Study text →
Abstract
We present a genome assembly from an individual female Microchirus variegatus (the thickback sole; Chordata; Actinopteri; Pleuronectiformes; Soleidae). The genome sequence is 724.7 megabases in span. Most of the assembly is scaffolded into 23 chromosomal pseudomolecules. The mitochondrial genome has also been assembled and is 17.42 kilobases in length.
Keywords: Microchirus variegatus, thickback sole, genome sequence, chromosomal, Pleuronectiformes
Species taxonomy
Eukaryota; Opisthokonta; Metazoa; Eumetazoa; Bilateria; Deuterostomia; Chordata; Craniata; Vertebrata; Gnathostomata; Teleostomi; Euteleostomi; Actinopterygii; Actinopteri; Neopterygii; Teleostei; Osteoglossocephalai; Clupeocephala; Euteleosteomorpha; Neoteleostei; Eurypterygia; Ctenosquamata; Acanthomorphata; Euacanthomorphacea; Percomorphaceae; Carangaria; Pleuronectiformes; Pleuronectoidei; Soleidae; Microchirus; Microchirus variegatus Donovan, 1808 (NCBI:txid90074).
Background
Microchirus variegatus ( Donovan et al., 1802), also known as the thickback sole or lucky sole, is a flatfish belonging to the Soleidae family. It is distributed in the north-east Atlantic Ocean and the Mediterranean Sea ( Amara et al., 1998; Tous et al., 2015). The thickback sole has a slender and elongated oval body shape, but is thicker from side to side. The thickback sole is among the smaller-sized sole species, typically measuring 12 to 15 cm, but can reach up to 20 cm for the older age classes of 10 to 13 years old ( Déniel, 1981). Spawning occurs in springtime, and unlike common soles, the juveniles of thickback soles settle offshore and then migrate inshore ( Amara et al., 1998). The thickback sole species is benthic and can be located on sea-beds consisting of sand and mud, with a preference for coarse sand. It feeds on a wide range of small benthic organisms, mainly crustaceans such as amphipods and shrimp, as well as polychaetes and bivalves.

Exercise requirements →
#1 According to the thickback sole text, how long is the assembled mitochondrial genome?
#2 Write the next part of the thickback sole text, picking up after its last sentence.
The records below this text come from a separate source.

Records provided →
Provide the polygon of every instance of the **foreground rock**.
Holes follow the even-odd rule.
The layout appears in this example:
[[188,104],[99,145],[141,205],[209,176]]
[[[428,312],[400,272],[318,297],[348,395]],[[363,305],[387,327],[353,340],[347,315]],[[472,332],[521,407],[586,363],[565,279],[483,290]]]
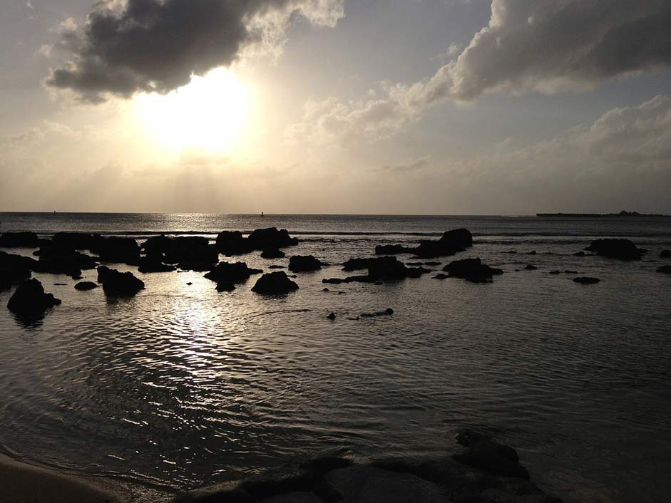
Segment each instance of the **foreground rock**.
[[298,285],[290,280],[284,271],[266,273],[257,281],[252,291],[264,295],[287,294],[298,289]]
[[208,279],[221,284],[236,284],[244,283],[253,274],[260,274],[263,271],[250,269],[245,262],[220,262],[212,271],[205,275]]
[[289,259],[289,270],[292,272],[307,272],[322,269],[322,261],[312,255],[295,255]]
[[599,256],[620,260],[640,260],[644,253],[629,239],[595,239],[585,249]]
[[480,259],[464,259],[450,262],[443,268],[451,278],[463,278],[473,283],[491,283],[492,276],[503,274],[500,269],[483,264]]
[[145,288],[145,284],[133,273],[119,272],[105,266],[98,268],[98,282],[103,284],[105,294],[111,296],[130,296]]
[[36,248],[39,238],[34,232],[4,232],[0,234],[0,248]]
[[21,283],[9,299],[7,308],[16,314],[34,314],[57,306],[61,301],[46,294],[42,284],[32,278]]
[[514,450],[482,435],[469,439],[454,457],[367,464],[322,457],[185,492],[173,503],[560,503],[528,481]]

Responses to the tasks →
#1 17.42 kilobases.

#2
Less commercially valuable than other flatfish species ( Machado et al., 2020), M. varigatus is currently listed as of least concern by the IUCN red list and is a somewhat common species in its given distributions ( Tous et al., 2015). This chromosome-level reference genome for Microchirus variegatus is the first for this species, and will provide the tools for further study into this species.
Genome sequence report
The genome was sequenced from one female Microchirus variegatus ( Figure 1) collected from RV MBA Sepia (50.25, –4.22). A total of 36-fold coverage in Pacific Biosciences single-molecule HiFi long reads was generated. Primary assembly contigs were scaffolded with chromosome conformation Hi-C data. Manual assembly curation corrected 22 missing joins or mis-joins, reducing the scaffold number by 3.59%.
Figure 1.
Photographs of the Microchirus variegatus (fMicVar1) specimen used for genome sequencing: a) View of the right side of the whole animal, b) View of the head of the right side of the animal, c) View of the left side of the whole animal, d) View of the head of the left side of the animal.
The final assembly has a total length of 724.7 Mb in 187 sequence scaffolds with a scaffold N50 of 29.8 Mb ( Table 1). The snail plot in Figure 2 provides a summary of the assembly statistics, while the distribution of assembly scaffolds on GC proportion and coverage is shown in Figure 3. The cumulative assembly plot in Figure 4 shows curves for subsets of scaffolds assigned to different phyla. Most (95.61%) of the assembly sequence was assigned to 23 chromosomal-level scaffolds. Chromosome-scale scaffolds confirmed by the Hi-C data are named in order of size ( Figure 5; Table 2). While not fully phased, the assembly deposited is of one haplotype. Contigs corresponding to the second haplotype have also been deposited. The mitochondrial genome was also assembled and can be found as a contig within the multifasta file of the genome submission.
Figure 2. Genome assembly of Microchirus variegatus, fMicVar1.1: metrics.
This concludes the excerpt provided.